(Text provided):
————

Finally, Washington appears to suggest that his good behavior constitutes an extraordinary circumstance under 18 U.S.C. § 3582(c). This is an argument that this Court once again rejects. Washington notes that he has “taken advantage of the opportunities to rehabilitate himself” and has “gained the education and job skills to support himself and his family” upon release from custody. [Record No. 100] His efforts at rehabilitation during his incarceration are commendable, but they do not warrant a sentence reduction under § 3582(c). See United States v. Lemons, 15 F.4th 747, 750 (6th Cir. 2021) (citing United States v. Ruffin, 978 F.3d 1000, 1009 (6th Cir. 2020)) (finding that “rehabilitation alone does not provide a proper basis for relief” under § 3582(c)); United States v. Adkins, No. 5:18-058-DCR, 2020 WL 7755629, at *4 (E.D. Ky. Dec. 29, 2020) (same); see also U.S.S.G. § 1B1.13 cmt. n. 3 (“[R]ehabilitation of the defendant is not, by itself, an extraordinary and compelling reason for purposes of this policy statement.”). Defendants nationwide routinely participate in rehabilitative programs to increase their post-incarceration opportunities, but courts within the Sixth Circuit generally do not consider rehabilitation as extraordinary. See United States v. McCall, 56 F.4th 1048, 1056 (6th Cir. 2022) (“What is ordinary...is not extraordinary. And what is routine. is not compelling.”).

————

(What the exercise asks): Continue the court's passage on rehabilitation as grounds for a sentence reduction under § 3582(c), starting after its last sentence.

(Exercise data):
————

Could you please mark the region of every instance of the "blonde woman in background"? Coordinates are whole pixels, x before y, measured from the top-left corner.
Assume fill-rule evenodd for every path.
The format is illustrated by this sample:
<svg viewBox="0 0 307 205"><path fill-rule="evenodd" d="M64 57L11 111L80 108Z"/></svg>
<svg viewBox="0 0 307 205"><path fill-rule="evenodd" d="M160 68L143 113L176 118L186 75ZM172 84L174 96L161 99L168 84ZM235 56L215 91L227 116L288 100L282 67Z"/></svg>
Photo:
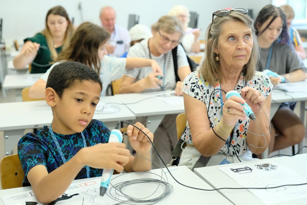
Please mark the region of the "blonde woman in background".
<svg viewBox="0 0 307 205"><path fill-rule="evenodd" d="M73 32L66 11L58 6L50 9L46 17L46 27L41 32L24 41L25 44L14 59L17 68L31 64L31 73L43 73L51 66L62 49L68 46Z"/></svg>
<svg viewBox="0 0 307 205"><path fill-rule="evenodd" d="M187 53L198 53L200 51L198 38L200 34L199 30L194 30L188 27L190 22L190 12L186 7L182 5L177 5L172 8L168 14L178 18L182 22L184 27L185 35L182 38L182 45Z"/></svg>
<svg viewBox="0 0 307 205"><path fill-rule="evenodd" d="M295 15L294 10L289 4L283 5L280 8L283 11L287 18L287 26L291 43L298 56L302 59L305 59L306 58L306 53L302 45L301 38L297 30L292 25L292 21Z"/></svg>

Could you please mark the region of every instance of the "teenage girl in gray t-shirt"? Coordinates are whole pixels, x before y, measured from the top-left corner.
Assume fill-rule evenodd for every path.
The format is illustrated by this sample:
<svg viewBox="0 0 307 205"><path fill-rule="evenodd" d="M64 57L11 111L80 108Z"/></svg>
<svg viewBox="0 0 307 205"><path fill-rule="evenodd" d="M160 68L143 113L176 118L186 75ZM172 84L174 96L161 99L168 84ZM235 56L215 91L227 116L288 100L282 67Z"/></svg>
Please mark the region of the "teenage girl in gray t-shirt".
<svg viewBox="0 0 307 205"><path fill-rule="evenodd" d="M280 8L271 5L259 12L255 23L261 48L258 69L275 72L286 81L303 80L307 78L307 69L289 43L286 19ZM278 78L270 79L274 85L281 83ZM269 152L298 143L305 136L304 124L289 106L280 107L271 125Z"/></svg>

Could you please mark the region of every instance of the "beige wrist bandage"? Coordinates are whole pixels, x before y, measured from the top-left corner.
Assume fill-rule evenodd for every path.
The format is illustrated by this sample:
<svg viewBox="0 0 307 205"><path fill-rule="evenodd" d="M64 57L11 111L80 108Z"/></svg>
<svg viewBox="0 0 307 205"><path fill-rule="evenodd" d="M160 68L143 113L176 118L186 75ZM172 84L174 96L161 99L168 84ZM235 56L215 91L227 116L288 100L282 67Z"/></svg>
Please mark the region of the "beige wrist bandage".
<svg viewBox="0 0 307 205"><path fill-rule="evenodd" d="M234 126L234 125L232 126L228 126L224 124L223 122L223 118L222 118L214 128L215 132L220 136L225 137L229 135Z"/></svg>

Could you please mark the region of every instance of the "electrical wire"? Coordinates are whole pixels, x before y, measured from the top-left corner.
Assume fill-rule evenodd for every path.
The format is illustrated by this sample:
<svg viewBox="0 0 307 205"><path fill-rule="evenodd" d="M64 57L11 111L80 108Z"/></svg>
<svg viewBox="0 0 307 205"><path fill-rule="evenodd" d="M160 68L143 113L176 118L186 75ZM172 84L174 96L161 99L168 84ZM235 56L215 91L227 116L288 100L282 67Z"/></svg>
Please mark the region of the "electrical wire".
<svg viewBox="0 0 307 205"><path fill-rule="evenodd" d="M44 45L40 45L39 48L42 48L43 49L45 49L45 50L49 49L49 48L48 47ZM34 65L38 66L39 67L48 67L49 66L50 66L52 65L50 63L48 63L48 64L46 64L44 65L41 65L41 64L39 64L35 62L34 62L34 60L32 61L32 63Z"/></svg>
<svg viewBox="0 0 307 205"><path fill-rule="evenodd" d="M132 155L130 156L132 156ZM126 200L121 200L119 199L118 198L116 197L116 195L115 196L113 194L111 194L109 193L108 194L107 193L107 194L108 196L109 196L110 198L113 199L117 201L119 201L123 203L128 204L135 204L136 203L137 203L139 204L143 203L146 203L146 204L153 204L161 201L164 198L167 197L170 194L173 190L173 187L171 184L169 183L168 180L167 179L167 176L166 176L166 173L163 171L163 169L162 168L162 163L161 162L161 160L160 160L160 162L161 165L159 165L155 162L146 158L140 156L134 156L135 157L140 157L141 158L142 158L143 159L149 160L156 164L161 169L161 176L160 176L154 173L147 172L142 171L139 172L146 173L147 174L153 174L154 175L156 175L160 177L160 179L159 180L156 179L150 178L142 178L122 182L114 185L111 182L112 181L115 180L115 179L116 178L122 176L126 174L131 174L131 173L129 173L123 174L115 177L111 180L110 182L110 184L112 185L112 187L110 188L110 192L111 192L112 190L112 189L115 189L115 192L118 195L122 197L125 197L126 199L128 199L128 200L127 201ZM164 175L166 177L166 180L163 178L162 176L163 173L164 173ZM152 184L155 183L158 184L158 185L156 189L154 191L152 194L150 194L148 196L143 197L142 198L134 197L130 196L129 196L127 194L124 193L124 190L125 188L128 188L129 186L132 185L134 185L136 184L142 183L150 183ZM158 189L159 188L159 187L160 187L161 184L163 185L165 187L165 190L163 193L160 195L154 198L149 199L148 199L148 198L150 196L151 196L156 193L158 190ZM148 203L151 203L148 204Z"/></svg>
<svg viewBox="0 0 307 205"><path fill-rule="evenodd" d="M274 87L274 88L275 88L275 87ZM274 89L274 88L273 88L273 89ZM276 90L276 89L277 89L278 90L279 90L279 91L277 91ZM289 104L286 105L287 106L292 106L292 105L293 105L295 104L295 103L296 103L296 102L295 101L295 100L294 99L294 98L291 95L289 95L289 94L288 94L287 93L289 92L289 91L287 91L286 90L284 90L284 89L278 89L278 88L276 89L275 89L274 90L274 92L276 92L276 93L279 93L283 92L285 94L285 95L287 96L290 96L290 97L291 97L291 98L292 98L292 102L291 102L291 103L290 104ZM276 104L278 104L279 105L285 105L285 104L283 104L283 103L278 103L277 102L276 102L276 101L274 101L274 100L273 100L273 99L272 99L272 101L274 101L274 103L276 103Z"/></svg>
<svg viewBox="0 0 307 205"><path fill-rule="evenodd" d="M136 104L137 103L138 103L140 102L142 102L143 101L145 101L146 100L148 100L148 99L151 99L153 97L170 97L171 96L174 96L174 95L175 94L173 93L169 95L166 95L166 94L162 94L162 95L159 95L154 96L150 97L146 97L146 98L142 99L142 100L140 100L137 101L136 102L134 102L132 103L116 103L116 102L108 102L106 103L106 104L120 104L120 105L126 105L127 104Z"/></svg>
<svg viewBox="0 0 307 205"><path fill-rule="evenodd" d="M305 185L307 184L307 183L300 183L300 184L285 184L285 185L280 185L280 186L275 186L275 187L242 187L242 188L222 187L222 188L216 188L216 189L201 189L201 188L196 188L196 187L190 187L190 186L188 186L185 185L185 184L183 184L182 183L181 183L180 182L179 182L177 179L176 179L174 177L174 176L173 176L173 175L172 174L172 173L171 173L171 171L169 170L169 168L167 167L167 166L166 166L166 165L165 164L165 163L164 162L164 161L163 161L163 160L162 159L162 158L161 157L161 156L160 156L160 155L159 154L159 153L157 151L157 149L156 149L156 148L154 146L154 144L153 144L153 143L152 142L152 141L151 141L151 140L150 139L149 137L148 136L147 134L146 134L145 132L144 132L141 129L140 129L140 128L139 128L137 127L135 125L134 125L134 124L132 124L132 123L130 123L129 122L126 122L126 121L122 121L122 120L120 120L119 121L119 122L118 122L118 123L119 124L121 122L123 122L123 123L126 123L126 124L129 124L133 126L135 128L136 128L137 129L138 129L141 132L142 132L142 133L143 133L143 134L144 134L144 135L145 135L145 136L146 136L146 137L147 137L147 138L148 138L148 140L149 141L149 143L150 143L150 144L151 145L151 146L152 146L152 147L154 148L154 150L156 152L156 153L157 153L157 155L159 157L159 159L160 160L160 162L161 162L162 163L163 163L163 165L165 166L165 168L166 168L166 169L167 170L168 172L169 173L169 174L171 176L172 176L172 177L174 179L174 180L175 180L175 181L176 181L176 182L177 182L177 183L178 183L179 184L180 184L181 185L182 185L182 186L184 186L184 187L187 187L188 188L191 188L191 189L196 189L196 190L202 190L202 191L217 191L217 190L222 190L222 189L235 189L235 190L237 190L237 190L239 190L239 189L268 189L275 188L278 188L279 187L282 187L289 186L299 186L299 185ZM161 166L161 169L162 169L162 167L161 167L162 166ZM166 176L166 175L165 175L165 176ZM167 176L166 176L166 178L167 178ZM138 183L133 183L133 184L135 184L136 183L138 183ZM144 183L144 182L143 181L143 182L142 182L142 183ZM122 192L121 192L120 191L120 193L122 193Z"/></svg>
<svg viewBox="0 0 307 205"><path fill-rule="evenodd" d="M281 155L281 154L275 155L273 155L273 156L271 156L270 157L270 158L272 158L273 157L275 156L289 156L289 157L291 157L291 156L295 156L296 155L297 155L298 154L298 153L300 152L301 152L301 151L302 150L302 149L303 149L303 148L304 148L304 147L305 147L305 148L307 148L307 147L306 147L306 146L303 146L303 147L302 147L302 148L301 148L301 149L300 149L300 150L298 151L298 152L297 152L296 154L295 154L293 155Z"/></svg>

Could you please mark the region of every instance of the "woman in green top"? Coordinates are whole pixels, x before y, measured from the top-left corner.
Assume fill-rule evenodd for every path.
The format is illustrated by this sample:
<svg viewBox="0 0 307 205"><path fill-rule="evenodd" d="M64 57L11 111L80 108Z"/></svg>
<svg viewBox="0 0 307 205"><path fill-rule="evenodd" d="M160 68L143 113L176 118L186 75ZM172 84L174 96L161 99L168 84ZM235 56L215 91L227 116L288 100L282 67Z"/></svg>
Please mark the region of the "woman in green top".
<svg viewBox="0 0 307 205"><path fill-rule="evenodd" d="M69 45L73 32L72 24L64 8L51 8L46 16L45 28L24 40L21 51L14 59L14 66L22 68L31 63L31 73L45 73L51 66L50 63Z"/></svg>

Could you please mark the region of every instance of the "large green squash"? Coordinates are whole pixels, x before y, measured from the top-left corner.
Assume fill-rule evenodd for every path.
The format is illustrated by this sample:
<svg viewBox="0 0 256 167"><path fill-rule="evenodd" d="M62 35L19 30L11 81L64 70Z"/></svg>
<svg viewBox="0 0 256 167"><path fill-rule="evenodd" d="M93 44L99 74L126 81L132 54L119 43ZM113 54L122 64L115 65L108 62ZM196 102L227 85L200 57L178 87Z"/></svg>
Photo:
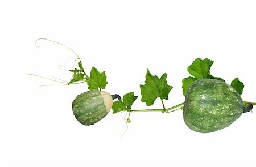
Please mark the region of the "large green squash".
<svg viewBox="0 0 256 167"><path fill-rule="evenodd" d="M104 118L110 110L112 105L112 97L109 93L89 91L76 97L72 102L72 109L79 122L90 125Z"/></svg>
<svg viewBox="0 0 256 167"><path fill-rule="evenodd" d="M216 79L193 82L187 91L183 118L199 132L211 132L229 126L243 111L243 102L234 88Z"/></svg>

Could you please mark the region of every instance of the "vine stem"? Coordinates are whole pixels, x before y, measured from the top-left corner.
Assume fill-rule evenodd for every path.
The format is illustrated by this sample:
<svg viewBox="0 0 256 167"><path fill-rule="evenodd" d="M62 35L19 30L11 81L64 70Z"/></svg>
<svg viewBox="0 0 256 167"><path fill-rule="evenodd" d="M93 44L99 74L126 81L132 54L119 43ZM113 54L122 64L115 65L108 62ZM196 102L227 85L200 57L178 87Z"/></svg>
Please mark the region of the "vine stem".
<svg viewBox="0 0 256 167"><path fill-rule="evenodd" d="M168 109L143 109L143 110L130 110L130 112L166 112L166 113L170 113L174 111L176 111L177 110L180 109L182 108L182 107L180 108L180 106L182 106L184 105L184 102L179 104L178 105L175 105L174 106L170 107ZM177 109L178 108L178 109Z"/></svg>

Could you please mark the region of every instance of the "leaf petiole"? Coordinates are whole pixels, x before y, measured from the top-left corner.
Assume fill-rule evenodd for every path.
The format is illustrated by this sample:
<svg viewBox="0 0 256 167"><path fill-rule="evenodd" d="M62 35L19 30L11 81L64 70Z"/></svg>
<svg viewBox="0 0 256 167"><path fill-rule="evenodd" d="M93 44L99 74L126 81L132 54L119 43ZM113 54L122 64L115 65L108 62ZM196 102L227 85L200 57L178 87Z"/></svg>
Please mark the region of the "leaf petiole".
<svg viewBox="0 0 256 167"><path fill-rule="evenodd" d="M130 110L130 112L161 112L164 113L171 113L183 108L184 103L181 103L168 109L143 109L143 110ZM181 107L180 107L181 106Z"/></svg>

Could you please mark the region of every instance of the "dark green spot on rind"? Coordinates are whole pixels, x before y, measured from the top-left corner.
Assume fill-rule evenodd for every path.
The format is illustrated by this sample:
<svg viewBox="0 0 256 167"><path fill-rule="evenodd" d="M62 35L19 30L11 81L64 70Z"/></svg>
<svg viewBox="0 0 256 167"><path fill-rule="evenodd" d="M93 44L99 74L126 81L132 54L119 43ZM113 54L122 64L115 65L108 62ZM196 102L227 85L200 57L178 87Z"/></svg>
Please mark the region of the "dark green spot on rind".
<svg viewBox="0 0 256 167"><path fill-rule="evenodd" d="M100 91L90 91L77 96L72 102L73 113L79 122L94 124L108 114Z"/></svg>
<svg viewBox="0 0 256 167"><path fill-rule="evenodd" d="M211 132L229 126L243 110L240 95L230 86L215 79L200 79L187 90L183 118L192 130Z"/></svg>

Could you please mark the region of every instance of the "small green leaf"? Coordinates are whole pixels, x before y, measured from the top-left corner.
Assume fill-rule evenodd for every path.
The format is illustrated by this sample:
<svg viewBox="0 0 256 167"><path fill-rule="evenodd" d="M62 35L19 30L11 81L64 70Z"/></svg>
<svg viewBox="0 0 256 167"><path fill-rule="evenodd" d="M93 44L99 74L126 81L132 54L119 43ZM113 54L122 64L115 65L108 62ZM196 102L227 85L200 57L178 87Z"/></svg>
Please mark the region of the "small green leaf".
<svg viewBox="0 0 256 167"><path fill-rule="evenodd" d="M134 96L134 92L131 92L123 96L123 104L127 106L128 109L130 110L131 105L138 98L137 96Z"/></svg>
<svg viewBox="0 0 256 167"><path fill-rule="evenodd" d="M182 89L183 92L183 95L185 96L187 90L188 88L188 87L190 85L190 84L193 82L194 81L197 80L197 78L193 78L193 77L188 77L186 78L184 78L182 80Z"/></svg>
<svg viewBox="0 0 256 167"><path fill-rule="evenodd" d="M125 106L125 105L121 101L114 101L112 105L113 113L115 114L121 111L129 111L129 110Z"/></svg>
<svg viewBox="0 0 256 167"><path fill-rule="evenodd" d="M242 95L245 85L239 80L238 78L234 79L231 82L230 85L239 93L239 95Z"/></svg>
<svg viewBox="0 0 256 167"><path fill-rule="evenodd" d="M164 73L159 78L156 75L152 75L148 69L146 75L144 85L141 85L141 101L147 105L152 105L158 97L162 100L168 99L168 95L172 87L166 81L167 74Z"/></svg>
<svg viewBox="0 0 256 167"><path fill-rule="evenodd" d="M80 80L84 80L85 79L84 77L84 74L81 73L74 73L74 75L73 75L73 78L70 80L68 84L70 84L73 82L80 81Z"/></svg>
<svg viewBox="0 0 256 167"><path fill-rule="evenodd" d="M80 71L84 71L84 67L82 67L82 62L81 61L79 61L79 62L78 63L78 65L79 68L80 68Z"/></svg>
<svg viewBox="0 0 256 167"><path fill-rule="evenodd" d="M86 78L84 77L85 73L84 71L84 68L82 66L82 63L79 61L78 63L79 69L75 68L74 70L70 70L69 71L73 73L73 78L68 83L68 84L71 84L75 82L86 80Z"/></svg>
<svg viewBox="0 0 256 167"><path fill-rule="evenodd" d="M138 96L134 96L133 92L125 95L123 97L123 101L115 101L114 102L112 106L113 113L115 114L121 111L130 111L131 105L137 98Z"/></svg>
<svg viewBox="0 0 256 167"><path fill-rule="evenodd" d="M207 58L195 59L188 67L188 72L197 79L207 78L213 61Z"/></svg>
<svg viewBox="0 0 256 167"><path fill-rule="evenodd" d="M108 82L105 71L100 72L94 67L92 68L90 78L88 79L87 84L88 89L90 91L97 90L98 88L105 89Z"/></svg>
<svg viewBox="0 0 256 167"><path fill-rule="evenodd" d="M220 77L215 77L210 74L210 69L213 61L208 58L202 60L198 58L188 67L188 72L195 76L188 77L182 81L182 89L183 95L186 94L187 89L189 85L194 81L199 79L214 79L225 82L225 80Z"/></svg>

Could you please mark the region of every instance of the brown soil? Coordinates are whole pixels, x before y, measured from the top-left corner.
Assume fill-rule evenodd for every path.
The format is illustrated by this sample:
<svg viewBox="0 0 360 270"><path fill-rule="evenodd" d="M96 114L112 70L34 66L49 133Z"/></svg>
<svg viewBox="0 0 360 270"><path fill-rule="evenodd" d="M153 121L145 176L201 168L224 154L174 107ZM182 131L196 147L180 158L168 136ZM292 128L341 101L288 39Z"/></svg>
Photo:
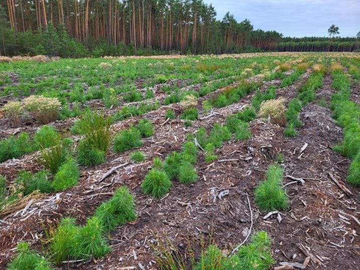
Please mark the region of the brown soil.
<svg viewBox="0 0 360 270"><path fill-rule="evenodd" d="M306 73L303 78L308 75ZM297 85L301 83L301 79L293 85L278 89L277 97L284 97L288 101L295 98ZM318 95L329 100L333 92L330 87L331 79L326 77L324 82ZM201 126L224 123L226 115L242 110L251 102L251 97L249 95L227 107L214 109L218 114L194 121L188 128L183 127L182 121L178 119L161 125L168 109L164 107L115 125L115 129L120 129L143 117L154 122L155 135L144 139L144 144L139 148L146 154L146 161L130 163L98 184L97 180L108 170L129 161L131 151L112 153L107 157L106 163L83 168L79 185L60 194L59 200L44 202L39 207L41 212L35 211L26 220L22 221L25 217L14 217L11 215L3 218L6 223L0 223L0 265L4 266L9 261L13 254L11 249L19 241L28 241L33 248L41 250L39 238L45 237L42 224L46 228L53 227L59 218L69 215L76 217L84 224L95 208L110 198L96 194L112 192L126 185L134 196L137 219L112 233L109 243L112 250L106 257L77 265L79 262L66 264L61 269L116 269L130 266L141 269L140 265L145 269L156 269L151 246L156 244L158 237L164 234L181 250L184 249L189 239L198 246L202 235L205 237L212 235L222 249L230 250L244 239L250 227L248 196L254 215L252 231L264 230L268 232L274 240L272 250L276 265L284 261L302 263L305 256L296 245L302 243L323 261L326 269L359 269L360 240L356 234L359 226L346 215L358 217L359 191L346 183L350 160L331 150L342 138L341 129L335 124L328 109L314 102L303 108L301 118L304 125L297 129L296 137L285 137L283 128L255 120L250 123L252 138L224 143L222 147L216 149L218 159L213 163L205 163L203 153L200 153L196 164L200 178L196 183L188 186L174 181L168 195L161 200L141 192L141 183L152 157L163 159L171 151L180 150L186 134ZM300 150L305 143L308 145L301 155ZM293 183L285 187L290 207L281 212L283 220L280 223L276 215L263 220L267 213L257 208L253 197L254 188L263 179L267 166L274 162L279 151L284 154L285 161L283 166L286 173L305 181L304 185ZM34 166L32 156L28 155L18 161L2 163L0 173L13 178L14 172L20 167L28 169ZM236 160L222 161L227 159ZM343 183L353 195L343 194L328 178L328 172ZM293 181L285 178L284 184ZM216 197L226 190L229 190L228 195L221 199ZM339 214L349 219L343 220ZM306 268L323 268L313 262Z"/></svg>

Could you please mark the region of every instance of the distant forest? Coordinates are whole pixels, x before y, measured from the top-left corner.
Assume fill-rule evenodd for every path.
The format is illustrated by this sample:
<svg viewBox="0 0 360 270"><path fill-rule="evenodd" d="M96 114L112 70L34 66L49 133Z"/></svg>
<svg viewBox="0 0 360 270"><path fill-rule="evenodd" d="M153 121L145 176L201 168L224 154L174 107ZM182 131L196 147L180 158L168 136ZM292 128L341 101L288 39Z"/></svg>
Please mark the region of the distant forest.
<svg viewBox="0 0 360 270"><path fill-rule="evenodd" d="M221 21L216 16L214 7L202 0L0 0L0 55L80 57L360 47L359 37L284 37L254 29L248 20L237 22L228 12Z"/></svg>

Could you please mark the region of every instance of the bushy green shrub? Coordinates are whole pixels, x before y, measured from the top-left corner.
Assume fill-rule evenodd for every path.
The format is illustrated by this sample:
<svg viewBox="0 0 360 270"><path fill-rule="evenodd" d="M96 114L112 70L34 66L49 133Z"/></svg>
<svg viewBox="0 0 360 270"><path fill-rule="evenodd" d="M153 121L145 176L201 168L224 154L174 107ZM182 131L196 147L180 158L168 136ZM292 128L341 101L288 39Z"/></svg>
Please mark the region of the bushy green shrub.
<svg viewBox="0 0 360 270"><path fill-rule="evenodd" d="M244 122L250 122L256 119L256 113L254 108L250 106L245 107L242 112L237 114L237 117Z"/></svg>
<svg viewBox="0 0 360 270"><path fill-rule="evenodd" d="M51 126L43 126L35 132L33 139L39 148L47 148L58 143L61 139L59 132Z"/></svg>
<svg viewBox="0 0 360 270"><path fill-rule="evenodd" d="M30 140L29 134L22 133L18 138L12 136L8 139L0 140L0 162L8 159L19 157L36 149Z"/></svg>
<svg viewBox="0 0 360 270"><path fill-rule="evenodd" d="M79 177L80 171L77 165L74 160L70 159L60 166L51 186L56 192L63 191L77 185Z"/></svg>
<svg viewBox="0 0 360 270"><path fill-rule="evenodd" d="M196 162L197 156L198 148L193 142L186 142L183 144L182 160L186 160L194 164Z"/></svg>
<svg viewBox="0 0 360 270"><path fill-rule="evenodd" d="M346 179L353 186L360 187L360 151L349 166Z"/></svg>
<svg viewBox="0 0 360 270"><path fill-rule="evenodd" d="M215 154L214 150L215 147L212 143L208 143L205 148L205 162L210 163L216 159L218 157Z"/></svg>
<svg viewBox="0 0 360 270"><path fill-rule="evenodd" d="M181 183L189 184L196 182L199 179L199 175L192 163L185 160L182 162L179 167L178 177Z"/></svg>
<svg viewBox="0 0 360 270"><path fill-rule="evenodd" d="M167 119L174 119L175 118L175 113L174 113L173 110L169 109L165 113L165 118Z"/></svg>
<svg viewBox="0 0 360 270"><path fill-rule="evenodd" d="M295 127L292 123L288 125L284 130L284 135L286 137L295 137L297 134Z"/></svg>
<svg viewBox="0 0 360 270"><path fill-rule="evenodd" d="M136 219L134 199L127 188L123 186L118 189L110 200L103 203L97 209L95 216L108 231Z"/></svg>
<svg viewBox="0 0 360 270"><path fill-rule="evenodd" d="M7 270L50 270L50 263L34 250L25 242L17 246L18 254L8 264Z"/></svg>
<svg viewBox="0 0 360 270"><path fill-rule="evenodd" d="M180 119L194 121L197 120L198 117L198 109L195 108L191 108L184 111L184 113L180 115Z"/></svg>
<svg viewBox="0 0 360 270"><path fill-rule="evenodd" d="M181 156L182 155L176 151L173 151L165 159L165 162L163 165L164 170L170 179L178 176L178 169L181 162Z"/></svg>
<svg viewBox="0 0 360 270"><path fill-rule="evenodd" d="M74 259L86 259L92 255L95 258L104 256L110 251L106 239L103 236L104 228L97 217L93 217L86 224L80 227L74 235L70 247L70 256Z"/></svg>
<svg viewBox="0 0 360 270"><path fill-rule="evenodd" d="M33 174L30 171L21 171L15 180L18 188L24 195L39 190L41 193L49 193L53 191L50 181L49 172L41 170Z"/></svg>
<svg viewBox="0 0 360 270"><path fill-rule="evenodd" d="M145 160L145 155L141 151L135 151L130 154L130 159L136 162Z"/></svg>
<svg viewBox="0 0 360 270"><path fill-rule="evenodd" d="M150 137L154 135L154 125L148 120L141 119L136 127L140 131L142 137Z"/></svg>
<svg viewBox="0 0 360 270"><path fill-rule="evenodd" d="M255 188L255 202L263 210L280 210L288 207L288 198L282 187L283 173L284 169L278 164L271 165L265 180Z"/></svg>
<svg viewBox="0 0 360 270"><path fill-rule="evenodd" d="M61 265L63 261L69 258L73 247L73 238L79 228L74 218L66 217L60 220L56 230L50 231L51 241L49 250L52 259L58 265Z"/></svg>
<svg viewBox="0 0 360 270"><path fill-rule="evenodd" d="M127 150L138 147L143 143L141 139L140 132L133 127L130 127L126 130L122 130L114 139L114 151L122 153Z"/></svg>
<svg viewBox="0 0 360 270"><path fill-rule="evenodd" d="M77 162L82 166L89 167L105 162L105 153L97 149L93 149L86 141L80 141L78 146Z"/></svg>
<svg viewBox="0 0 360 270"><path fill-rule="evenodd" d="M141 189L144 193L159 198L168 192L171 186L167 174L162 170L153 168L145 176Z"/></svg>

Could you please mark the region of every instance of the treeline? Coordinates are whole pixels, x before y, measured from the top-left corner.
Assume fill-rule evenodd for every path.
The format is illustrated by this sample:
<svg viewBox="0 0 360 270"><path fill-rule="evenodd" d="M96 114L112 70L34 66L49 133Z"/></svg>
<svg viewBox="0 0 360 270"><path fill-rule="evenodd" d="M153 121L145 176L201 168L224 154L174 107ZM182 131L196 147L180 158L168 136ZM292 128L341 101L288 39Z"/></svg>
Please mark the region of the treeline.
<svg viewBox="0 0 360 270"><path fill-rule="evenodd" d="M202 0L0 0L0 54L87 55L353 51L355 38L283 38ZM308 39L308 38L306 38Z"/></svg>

————

(Answer for this exercise):
In summary, Washington has not shown that Amendment 814 to the Sentencing Guidelines or his participation in rehabilitative programs constitute an extraordinary and compelling circumstance warranting a sentence reduction. In addition, his status as a career offender and the seriousness of his instant offense, which included use of a firearm for the purpose of drug trafficking, in combination with the need to promote respect for the law and provide adequate deterrence from participating in future criminal activity, lend support to the conclusion that the § 3553(a) factors counsel against granting his motion.
Because Washington fails to satisfy the requirements for obtaining relief under § 3582(c), it is hereby
ORDERED that Defendant Washington's pro se motion for a sentence reduction pursuant to pursuant to 18 U.S.C. § 3582(c) and Amendment 814 to the United States Sentencing Guidelines [Record No. 100] is DENIED.